Após um texto em que eu falava dos sentimentos contraditórios que os pais sofrem com o abandono insidioso dos filhos em percebi que houve muitas pessoas negando ciúme sobre filhos. É curioso como estes sentimentos naturais e – digo eu – obrigatórios são suprimidos do discurso. Ora, o ciúme, o desejo, o desprezo, a inveja operam nos estratos mais inferiores da consciência, enterrados pelo nosso eu protetor. Só raramente ele é explícito e abertamente expressado. Todavia, sem dúvida estão lá, por mais que nos esforcemos por recalcá-los.

“De perto ninguém é normal”, diria Caetano, mas quanto mais nos aproximamos mais aparecem os equívocos, as idiossincrasias, as falhas e muitas sujeiras escondidas sob as vestes engomadas.

Quando alguém me diz que nunca ficou enciumado pelo abandono inexorável dos filhos em busca de novos amores eu acho graça da inocência de quem imagina poder esconder dos outros – e de si mesmo – os sintomas de sua condição humana.

= = = = =

Instrução A » Liste todos os sentimentos que, segundo o texto sobre o ciúme dos pais, operam nos estratos mais inferiores da consciência.
Instrução B »
Responda às perguntas abaixo com base no texto sobre o ciúme dos pais.
(i) A quem o texto atribui a frase "De perto ninguém é normal"?
(ii) Que sentimento sobre os filhos muitas pessoas negaram ter?
(iii) Segundo o texto, o que aparece quanto mais nos aproximamos?
Instrução C » Dê continuidade ao texto sobre o ciúme dos pais a partir da última frase apresentada.

Entradas do conjunto »

= = = = =

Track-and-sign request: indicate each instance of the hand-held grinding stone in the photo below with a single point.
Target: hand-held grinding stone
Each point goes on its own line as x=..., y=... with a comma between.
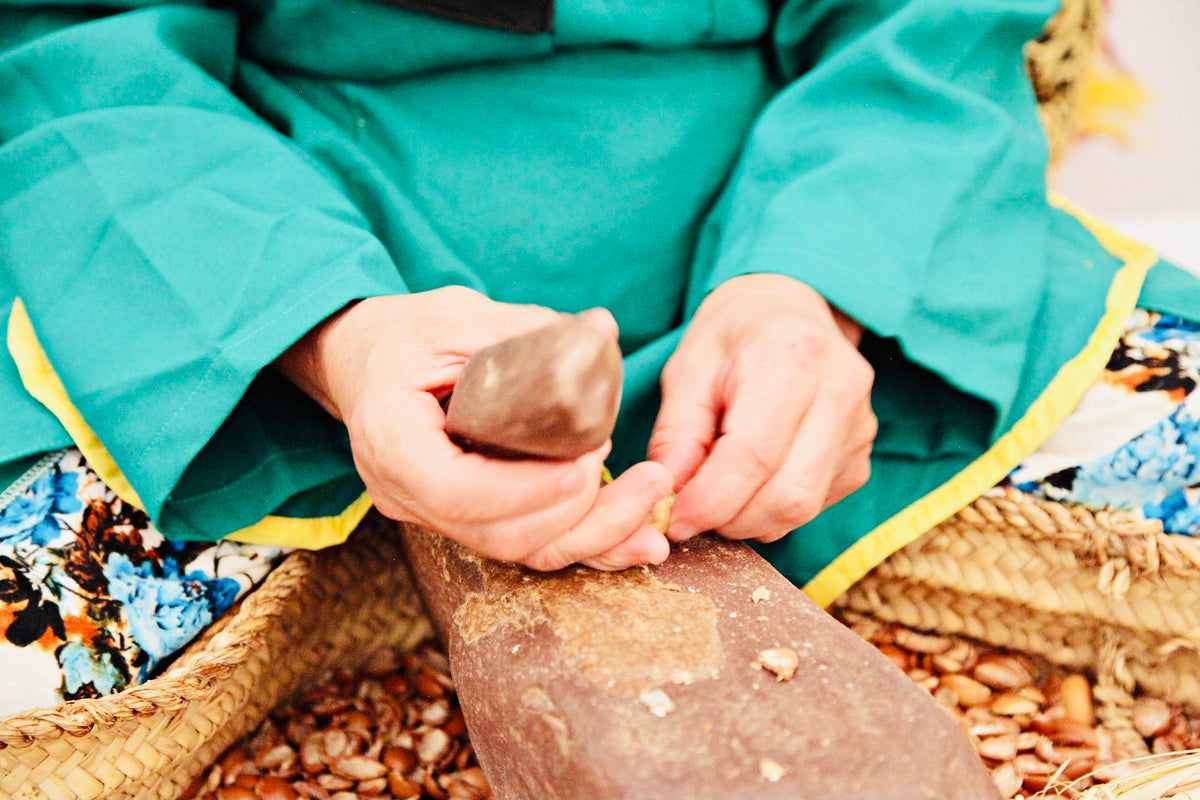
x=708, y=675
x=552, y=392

= = = = =

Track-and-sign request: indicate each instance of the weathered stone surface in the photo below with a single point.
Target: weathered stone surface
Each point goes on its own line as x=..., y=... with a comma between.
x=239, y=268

= = = = =

Resultado A » o ciúme, o desejo, o desprezo, a inveja

Resultado B »
(i) A Caetano.
(ii) Ciúme.
(iii) Os equívocos, as idiossincrasias, as falhas e muitas sujeiras escondidas sob as vestes engomadas.

Resultado C »
O mesmo acontece com o ódio dissimulado daquelas pessoas que me dizem: “Juro, eu não tenho ódio algum do Fulano. Dele eu só tenho pena”. Poucas mentiras são mais reveladoras do que esta. Porém, parece que esconder este sentimento negativo (e transformá-lo numa virtude, a comiseração) é capaz de melhorar um pouco a imagem ilusória que construímos de nós mesmos.

Ainda acho que, apesar de ser uma tarefa insana e custosa, reconhecer e aceitar nossos sentimentos mais primitivos e mundanos só tem a nos ajudar. Se não for por nós mesmos, ao menos nos auxilia a não julgar os outros com tanta dureza quando seus erros tão somente espelham os nossos.